▸ **Aim of the task**:
Please repeat the listing below exactly, but do not include its pictures.

▸ **Provided information**:
......

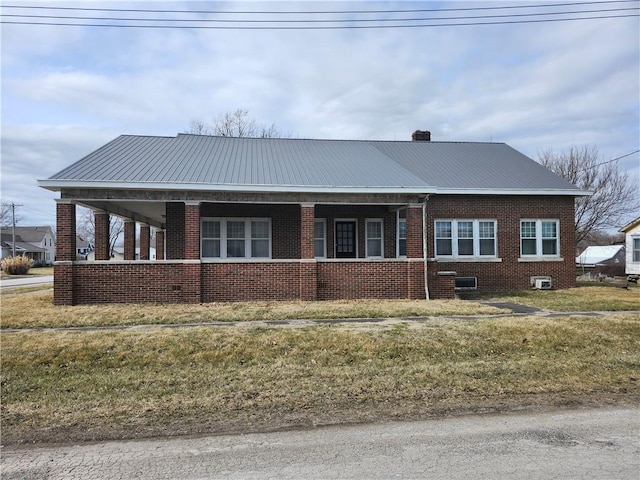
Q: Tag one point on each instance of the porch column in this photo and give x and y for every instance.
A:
(415, 256)
(145, 241)
(159, 244)
(191, 268)
(65, 253)
(101, 223)
(129, 240)
(175, 231)
(308, 264)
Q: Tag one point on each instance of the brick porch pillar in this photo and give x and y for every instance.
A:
(174, 231)
(145, 241)
(63, 289)
(308, 264)
(191, 277)
(129, 240)
(159, 244)
(415, 258)
(101, 223)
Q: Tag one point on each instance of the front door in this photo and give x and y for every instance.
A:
(345, 239)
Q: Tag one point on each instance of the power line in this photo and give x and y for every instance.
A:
(276, 12)
(609, 161)
(333, 27)
(208, 20)
(303, 24)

......

▸ **Answer section**:
Q: Tag one point on each instance of the porch column in this photo and give x and y for every instance.
A:
(415, 256)
(145, 241)
(159, 244)
(191, 268)
(65, 253)
(101, 223)
(129, 240)
(175, 231)
(308, 264)
Q: Tag one point on each instance of the brick porch pillar in this photo and give x and y for every instance.
A:
(174, 231)
(145, 241)
(63, 289)
(308, 264)
(191, 277)
(129, 240)
(159, 244)
(415, 258)
(101, 223)
Q: Tag one point on each instance of the front door in this photo and give x and y for every instance.
A:
(345, 239)
Q: Tag one point on each instance of the power line in this photo and give x and y for every instance.
A:
(276, 12)
(609, 161)
(333, 27)
(208, 20)
(303, 24)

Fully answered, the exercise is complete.